Set task:
Write out every record in full, exactly as written, please.

Input data:
▬▬▬
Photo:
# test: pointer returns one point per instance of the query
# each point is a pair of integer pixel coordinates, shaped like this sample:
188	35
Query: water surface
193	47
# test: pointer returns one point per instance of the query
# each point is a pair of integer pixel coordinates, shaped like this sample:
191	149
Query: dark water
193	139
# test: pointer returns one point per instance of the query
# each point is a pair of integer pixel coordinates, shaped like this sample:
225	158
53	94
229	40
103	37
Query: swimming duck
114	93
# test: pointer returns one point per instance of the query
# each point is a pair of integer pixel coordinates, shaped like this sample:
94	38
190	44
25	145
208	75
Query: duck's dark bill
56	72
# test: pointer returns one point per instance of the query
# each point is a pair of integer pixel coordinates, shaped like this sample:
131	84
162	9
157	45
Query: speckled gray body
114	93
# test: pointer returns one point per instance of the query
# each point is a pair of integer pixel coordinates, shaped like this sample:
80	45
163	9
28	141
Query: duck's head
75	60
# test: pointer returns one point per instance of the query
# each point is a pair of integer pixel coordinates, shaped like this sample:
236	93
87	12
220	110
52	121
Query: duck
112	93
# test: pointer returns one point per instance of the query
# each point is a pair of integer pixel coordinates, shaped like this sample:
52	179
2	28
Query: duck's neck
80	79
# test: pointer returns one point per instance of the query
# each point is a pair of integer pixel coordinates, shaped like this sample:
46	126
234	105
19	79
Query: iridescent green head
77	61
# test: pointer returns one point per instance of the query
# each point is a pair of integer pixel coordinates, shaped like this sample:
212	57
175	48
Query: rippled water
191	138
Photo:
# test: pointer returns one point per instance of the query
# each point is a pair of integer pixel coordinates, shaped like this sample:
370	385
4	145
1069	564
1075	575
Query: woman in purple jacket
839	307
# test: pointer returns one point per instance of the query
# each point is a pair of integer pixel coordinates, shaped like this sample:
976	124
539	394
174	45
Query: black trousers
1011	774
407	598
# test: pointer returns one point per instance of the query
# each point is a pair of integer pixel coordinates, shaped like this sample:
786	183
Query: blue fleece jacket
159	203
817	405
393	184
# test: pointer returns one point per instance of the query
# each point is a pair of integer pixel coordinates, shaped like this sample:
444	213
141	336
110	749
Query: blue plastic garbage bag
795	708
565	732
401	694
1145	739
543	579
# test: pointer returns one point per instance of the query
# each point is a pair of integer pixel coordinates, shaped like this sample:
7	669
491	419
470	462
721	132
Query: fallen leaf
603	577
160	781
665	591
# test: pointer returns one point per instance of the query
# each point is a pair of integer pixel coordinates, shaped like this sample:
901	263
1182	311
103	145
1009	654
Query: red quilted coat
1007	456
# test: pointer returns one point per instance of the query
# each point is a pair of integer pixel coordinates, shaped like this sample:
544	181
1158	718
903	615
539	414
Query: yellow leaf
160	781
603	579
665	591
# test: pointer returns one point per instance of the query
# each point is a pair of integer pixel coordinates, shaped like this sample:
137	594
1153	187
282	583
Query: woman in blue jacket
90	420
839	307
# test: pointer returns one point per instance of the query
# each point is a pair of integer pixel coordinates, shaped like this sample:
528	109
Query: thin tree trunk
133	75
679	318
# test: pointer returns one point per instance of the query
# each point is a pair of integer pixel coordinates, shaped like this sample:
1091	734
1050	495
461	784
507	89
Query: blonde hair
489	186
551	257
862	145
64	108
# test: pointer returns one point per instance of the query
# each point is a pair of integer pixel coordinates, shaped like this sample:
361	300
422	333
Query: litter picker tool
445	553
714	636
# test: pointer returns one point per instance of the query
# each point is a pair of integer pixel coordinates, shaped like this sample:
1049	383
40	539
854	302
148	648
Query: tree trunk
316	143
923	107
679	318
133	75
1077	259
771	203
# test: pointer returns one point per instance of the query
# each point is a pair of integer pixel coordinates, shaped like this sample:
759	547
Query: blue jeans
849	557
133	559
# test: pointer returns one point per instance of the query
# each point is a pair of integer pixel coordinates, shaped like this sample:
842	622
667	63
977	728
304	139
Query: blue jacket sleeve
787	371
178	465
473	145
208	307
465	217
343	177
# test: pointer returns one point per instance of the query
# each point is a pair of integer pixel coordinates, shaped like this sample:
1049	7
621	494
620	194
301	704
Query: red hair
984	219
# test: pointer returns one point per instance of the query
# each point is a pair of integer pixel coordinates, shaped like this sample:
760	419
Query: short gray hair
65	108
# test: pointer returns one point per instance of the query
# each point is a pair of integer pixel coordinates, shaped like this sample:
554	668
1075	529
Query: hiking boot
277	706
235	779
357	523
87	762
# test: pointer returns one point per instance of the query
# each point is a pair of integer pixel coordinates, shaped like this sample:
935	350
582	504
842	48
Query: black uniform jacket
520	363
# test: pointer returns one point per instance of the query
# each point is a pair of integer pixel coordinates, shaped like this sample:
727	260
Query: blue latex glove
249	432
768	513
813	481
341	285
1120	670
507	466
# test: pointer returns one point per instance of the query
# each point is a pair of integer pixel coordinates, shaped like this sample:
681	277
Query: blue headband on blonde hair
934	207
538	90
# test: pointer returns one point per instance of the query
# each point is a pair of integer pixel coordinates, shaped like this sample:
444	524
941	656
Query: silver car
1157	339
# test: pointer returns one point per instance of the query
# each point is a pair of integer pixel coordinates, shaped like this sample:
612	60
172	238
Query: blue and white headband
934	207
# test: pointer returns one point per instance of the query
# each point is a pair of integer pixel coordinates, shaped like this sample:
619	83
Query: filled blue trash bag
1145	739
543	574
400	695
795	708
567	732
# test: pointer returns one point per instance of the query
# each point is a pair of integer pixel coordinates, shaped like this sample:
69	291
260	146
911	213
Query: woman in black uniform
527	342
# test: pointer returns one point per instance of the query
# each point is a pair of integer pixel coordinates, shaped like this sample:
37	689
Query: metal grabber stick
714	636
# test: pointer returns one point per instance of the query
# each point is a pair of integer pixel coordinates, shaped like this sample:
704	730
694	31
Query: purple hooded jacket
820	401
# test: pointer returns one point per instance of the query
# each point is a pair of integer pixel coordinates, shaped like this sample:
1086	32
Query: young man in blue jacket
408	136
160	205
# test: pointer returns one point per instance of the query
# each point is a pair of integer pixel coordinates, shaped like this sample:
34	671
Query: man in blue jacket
▬▬▬
Written solution:
Photo:
# test: pointer returns one point per instance of the query
# each point is a pair of integer pixel coordinates, shaped like this sample:
188	35
Query: water surface
193	47
# test: pointer returns one point per instance of the query
# each point is a pair of integer pixel coordinates, shaped like this sample:
191	149
Query: dark water
193	139
# test: pointer returns one point per instance of the query
# each point is a pair of integer pixel coordinates, shaped like this sample:
225	158
53	94
229	40
103	37
Query: swimming duck
114	93
# test: pointer returns one point per instance of the query
# each point is a pair of integer pixel coordinates, shaped like this sample:
94	38
190	44
25	145
208	75
Query: duck's dark bill
56	72
# test: pointer returns one point per instance of the query
# each point is a pair of integer pixel coordinates, shaped like this sample:
131	84
162	9
157	45
Query: speckled gray body
114	93
# test: pointer returns one point per instance of the query
# each point is a pair of integer pixel coordinates, shaped like this sample:
80	45
163	9
28	141
Query: duck's head
75	60
# test: pointer returns one point per instance of the query
# each point is a pair of integer pixel coordinates, shaped like this sample:
236	93
87	12
220	110
52	121
Query: duck
112	93
# test: pointer returns one point per instance of the query
# each point is a pair of integer pixel coordinates, shaped like this sample:
52	179
2	28
Query: duck's neck
80	79
# test: pointer returns one point per instance of the query
# each point is a pair of integer pixel coordinates, shaped like this sample:
46	126
234	105
19	79
Query: iridescent green head
77	61
# test: pointer returns one point per instance of the query
# each point is a pair of integer pixel coordinates, shaped like this sample:
212	57
175	48
Query: rippled water
191	138
Photo:
# test: pointer returns one point per instance of the query
# each point is a pair of integer pixel coordinates, shaped like this sample:
370	385
4	145
1069	564
1075	575
Query: woman in purple jacket
839	307
# test: pointer returns one point per instance of the query
# each point is a pair of integer pixel coordinates, shaped like this sample:
976	124
539	394
174	45
Query: black trousers
1011	774
407	598
# test: pointer returns one point per instance of the query
# each point is a pair of integer pixel coordinates, shaped like this sample:
786	183
Query: blue fleece jacket
159	203
817	405
393	184
# test: pointer returns one point per instance of the query
# each point is a pair of integer pixel coordinates, shaped like this sample:
444	213
141	336
110	749
Query: blue plastic garbage bag
795	708
565	732
401	694
1145	739
543	579
# test: pointer returns one point per instance of the query
# each point is a pair of integer pixel coordinates, shaped like this sample:
7	669
491	419
470	462
721	132
Query: fallen leaf
603	577
160	781
665	591
# test: pointer returns one point per instance of the query
# each point is a pair of integer pixel coordinates, shaped like this sample:
901	263
1182	311
103	145
1009	654
Query: red quilted coat
1007	456
# test: pointer returns one point per instance of the query
# each point is a pair of integer pixel coordinates, shaped like this sample:
544	181
1158	718
903	615
539	414
Query: yellow leaf
160	781
603	579
665	591
# test: pointer returns one point per instance of the query
# each point is a pair of integer pixel coordinates, shaped like this sample:
137	594
1153	187
282	583
Query: woman in blue jacket
90	420
839	307
# test: pointer returns one point per instance of the query
# each point is a pair of integer pixel coordinates, shaped like this sample:
528	109
Query: thin tree trunk
133	75
679	318
# test: pointer returns one point per instance of the query
# each point is a pair of integer pixel coordinates, shaped like this sample:
1091	734
1050	495
461	784
507	89
Query: blonde hair
489	186
551	257
862	145
64	108
# test: pointer returns one point per instance of the query
# each point is a pair of integer pixel coordinates, shaped like this sample:
361	300
422	333
Query: litter picker tool
445	553
714	636
# test: pointer returns one point per instance of the query
# each point is a pair of integer pixel coordinates, shaped like this sample:
1049	383
40	539
854	302
148	648
Query: tree trunk
316	143
923	107
679	318
133	75
1077	259
771	203
# test: pointer returns one point per instance of the query
# each point is a pair of integer pixel coordinates, shaped like this sample:
759	547
Query: blue jeans
849	557
133	559
# test: pointer returns one point per instance of the query
# each point is a pair of integer pixel coordinates, shaped like this sample:
842	622
667	63
977	728
304	139
Query: blue jacket sleeve
787	371
178	465
473	145
208	307
465	217
343	177
# test: pointer returns one point per instance of the query
# each point is a pair of integer pixel coordinates, shaped like this sample:
1049	7
621	494
620	194
301	704
Query: red hair
984	219
# test: pointer returns one point per instance of the query
# each point is a pair of integer pixel coordinates, shaped like this sample:
760	419
Query: short gray hair
65	108
# test: pointer returns one point per instance of the query
# each point is a pair of integer pixel coordinates, shaped like this sample:
554	668
1075	529
Query: hiking boot
277	706
235	779
357	523
87	762
# test: pointer returns one point per instance of the query
# each point is a pair of integer pixel coordinates, shaped like this sample:
935	350
582	504
842	48
Query: black uniform jacket
520	363
# test: pointer returns one point per instance of the query
# each point is a pair of integer pixel coordinates, shaped like this sample:
727	260
Query: blue latex glove
249	432
768	513
813	481
341	285
1120	670
507	466
# test: pointer returns one point per instance of the query
# each point is a pair of integer pixel coordinates, shaped like this sample:
681	277
Query: blue headband on blonde hair
934	207
538	90
# test: pointer returns one point per instance of the query
# each point is a pair of integer pixel coordinates, shaped like this sample:
444	524
941	656
Query: silver car
1157	339
# test: pointer returns one point per instance of the query
# each point is a pair of integer pixel coordinates, shaped like this sample:
612	60
172	238
Query: blue and white headband
934	207
# test: pointer returns one point per instance of the query
# each point is a pair of integer pixel coordinates, shaped like this sample:
619	83
Query: filled blue trash bag
1145	739
543	574
400	695
795	708
567	732
# test: pointer returns one point per instance of the query
# each point is a pair of integer pixel coordinates, shaped like this sample:
69	291
260	146
911	213
Query: woman in black uniform
527	342
# test: pointer returns one point per instance of the query
# each point is a pair of integer pixel coordinates, shaped like this sample:
37	689
Query: metal grabber stick
714	636
# test: pointer returns one point per instance of the query
# each point is a pair of integer pixel coordinates, shaped like this sample:
704	730
694	31
Query: purple hooded jacket
820	401
# test: pointer returns one point per instance of the query
# each point is a pair of integer pixel coordinates, shaped like this sample:
1086	32
Query: young man in blue jacket
408	136
160	205
# test: pointer returns one point per instance of the query
# each point is a pair of integer pixel coordinates, shaped like this sample:
34	671
Query: man in blue jacket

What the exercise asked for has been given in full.